Informations fournies -
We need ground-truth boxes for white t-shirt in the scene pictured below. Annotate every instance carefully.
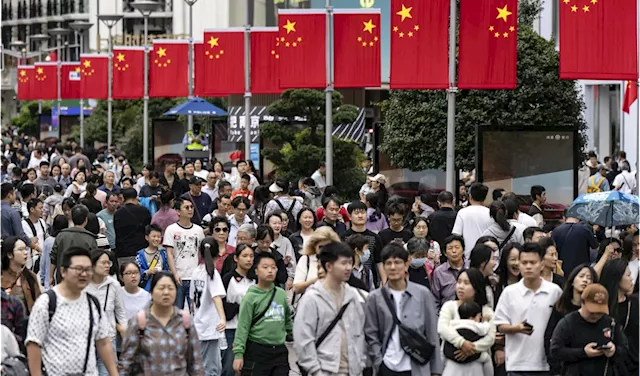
[122,286,151,320]
[189,264,226,341]
[162,223,204,280]
[382,288,411,372]
[494,280,562,372]
[451,205,493,260]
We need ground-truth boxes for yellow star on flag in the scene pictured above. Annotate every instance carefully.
[496,5,513,22]
[362,19,376,34]
[282,20,296,34]
[396,4,413,22]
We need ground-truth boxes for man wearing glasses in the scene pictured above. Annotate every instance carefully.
[162,198,204,309]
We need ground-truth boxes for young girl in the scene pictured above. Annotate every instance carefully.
[136,225,169,291]
[190,237,227,375]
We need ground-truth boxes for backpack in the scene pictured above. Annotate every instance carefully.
[587,175,605,193]
[275,198,298,233]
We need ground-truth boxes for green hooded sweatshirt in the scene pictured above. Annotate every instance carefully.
[233,285,293,359]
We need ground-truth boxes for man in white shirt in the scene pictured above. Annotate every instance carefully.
[451,183,493,263]
[613,163,636,194]
[494,243,562,375]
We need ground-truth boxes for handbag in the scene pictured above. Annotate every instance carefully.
[381,287,435,366]
[296,301,351,376]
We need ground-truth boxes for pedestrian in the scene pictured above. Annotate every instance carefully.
[293,241,366,376]
[233,250,293,376]
[364,243,443,376]
[25,247,118,376]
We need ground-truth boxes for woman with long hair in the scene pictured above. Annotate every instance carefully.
[289,208,316,261]
[438,268,496,376]
[0,236,41,315]
[119,272,203,375]
[544,264,598,375]
[600,259,640,375]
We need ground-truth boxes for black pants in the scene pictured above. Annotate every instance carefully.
[378,361,411,376]
[242,341,289,376]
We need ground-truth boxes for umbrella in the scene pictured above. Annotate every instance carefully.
[164,98,227,116]
[566,191,640,227]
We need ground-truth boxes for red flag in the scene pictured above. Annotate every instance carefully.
[193,41,204,97]
[458,0,518,89]
[622,81,638,113]
[202,27,244,97]
[113,47,144,99]
[278,9,327,89]
[251,27,282,94]
[18,65,36,101]
[80,54,109,99]
[558,0,638,81]
[389,0,449,89]
[149,39,189,98]
[31,62,58,100]
[60,63,82,99]
[333,9,382,88]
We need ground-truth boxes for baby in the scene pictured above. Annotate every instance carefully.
[443,302,493,376]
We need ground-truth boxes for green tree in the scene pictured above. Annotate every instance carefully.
[381,0,586,171]
[11,101,51,137]
[260,89,364,198]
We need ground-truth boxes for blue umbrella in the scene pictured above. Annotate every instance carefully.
[566,191,640,227]
[164,98,227,116]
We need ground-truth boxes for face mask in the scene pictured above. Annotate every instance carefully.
[411,257,427,268]
[360,249,371,263]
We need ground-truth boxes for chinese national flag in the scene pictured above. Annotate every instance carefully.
[149,39,189,98]
[60,63,82,99]
[622,81,638,113]
[31,62,58,100]
[333,9,382,88]
[278,9,327,89]
[458,0,518,89]
[388,0,449,89]
[202,28,245,97]
[251,27,282,94]
[558,0,638,81]
[80,54,109,99]
[18,65,36,101]
[113,47,144,99]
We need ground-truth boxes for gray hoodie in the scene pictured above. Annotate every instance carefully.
[293,281,366,376]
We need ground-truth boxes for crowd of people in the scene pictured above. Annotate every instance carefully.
[0,134,640,376]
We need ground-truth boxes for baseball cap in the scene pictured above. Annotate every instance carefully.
[580,283,609,315]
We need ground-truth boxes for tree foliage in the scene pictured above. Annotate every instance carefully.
[381,0,586,171]
[260,89,364,198]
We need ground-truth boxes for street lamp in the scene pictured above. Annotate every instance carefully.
[184,0,198,131]
[49,27,70,140]
[131,0,160,163]
[98,14,123,150]
[69,21,93,147]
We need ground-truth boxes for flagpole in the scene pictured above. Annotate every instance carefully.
[446,0,458,195]
[324,0,336,185]
[244,0,252,160]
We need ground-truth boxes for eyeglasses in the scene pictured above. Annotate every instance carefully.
[67,266,93,275]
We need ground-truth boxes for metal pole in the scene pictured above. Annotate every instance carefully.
[446,0,458,194]
[107,25,113,152]
[187,2,195,131]
[244,0,251,160]
[324,0,336,185]
[142,13,149,164]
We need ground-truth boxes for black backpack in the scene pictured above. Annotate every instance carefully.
[275,198,298,233]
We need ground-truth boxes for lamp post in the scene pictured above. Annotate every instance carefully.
[69,21,93,148]
[131,0,160,164]
[98,14,123,150]
[184,0,198,131]
[49,27,69,140]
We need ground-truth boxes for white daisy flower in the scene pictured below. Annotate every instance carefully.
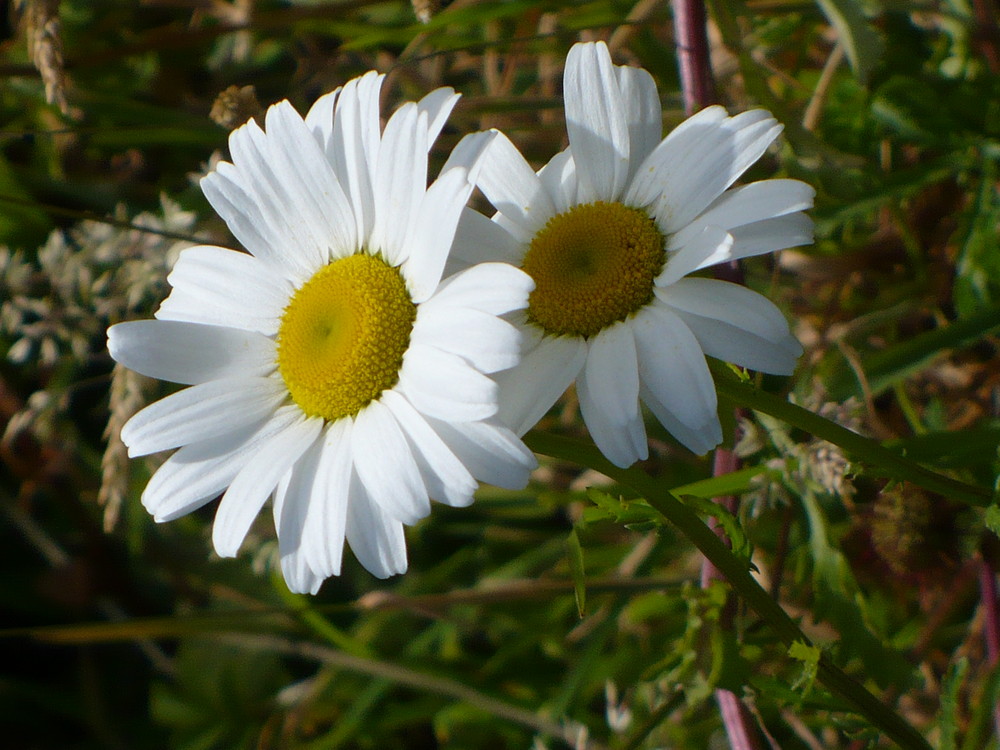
[450,43,814,466]
[108,73,535,592]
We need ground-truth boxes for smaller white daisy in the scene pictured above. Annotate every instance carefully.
[450,42,814,466]
[108,73,535,592]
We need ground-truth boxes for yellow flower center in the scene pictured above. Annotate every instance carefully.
[278,253,417,421]
[522,201,666,338]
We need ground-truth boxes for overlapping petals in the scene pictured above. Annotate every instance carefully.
[109,73,535,592]
[449,43,813,466]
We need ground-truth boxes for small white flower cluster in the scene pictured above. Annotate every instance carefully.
[108,43,813,592]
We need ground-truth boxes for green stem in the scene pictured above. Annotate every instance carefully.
[524,428,930,750]
[712,363,993,506]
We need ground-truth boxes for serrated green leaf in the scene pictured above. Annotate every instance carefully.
[681,495,753,562]
[788,641,823,696]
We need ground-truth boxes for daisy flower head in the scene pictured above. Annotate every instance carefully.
[451,42,814,466]
[108,73,535,593]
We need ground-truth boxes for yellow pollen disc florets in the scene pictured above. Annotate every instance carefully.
[522,201,666,338]
[278,253,417,421]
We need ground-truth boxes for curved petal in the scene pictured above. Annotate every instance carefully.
[420,263,535,315]
[403,132,496,304]
[351,400,431,524]
[615,65,663,181]
[156,245,292,336]
[266,101,361,267]
[625,107,781,235]
[410,306,521,374]
[212,417,323,557]
[563,42,629,203]
[576,321,649,468]
[306,71,385,244]
[677,179,816,238]
[540,148,583,214]
[417,86,462,149]
[121,378,288,457]
[730,213,813,258]
[108,320,276,385]
[656,226,735,287]
[346,473,406,578]
[476,133,556,243]
[303,419,353,577]
[382,391,478,507]
[368,102,427,266]
[396,342,497,422]
[496,336,587,435]
[142,406,302,523]
[274,440,324,594]
[444,208,528,275]
[200,167,298,282]
[657,278,802,375]
[427,418,538,490]
[632,302,722,453]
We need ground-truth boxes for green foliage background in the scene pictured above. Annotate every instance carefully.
[0,0,1000,750]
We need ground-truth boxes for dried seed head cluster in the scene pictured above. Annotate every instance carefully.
[0,198,195,367]
[0,198,195,482]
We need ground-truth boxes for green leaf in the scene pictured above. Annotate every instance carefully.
[681,495,753,563]
[788,641,823,696]
[828,305,1000,400]
[940,656,969,750]
[566,529,587,617]
[817,0,883,81]
[983,505,1000,537]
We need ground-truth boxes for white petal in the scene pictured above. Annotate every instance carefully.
[212,417,323,557]
[396,342,497,422]
[675,180,816,235]
[142,406,302,523]
[326,71,385,244]
[351,400,431,524]
[730,213,813,258]
[410,306,521,374]
[403,133,496,304]
[417,86,462,148]
[368,102,427,266]
[200,167,292,281]
[264,101,360,267]
[576,322,649,468]
[108,320,276,385]
[274,440,325,594]
[382,390,477,507]
[625,107,781,234]
[223,120,326,281]
[420,263,535,315]
[303,419,353,578]
[476,133,556,242]
[631,303,722,453]
[615,65,663,180]
[445,208,527,275]
[496,336,587,435]
[347,474,406,578]
[656,225,735,287]
[121,378,288,457]
[657,278,802,375]
[427,419,538,490]
[156,245,292,336]
[540,149,583,214]
[563,42,629,203]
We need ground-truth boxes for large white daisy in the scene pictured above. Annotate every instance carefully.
[450,43,814,466]
[108,73,535,592]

Problème à traiter -
Reproduisez telles quelles les lignes en commençant par celle qui contient « We need ground-truth boxes for yellow pollen » et en terminant par celle qui contient « [632,302,722,453] », ces deux lignes comprises.

La réponse -
We need ground-truth boxes for yellow pollen disc florets in the scene pictured above. Annotate every instance carefully.
[522,201,666,338]
[278,253,417,421]
We need ground-truth boxes for curved petal in the scene pictured above. Annotate every instance carefully.
[420,263,535,315]
[403,132,496,304]
[351,400,431,524]
[615,65,663,181]
[156,245,292,336]
[266,101,361,267]
[625,107,781,235]
[410,306,521,374]
[212,417,323,557]
[563,42,629,203]
[576,321,649,468]
[306,71,385,244]
[677,179,816,238]
[540,148,583,214]
[417,86,462,149]
[121,378,288,457]
[730,213,813,258]
[108,320,276,385]
[656,226,735,287]
[346,473,406,578]
[476,133,556,243]
[303,419,353,577]
[382,391,478,507]
[368,102,427,266]
[396,342,497,422]
[496,336,587,435]
[142,406,302,523]
[274,440,324,594]
[444,208,528,275]
[200,167,298,282]
[657,278,802,375]
[427,418,538,490]
[632,302,722,453]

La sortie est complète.